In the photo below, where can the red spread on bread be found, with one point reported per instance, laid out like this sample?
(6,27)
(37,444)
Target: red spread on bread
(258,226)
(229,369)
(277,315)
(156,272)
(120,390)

::::::::::

Stated problem -> Copy the listing above word for word.

Solution to this problem ->
In the photo below, where can the red spread on bread be found, with one point reported per instance, laid out like this sample?
(6,27)
(37,444)
Target: red spread on bread
(258,226)
(229,369)
(277,315)
(156,272)
(120,390)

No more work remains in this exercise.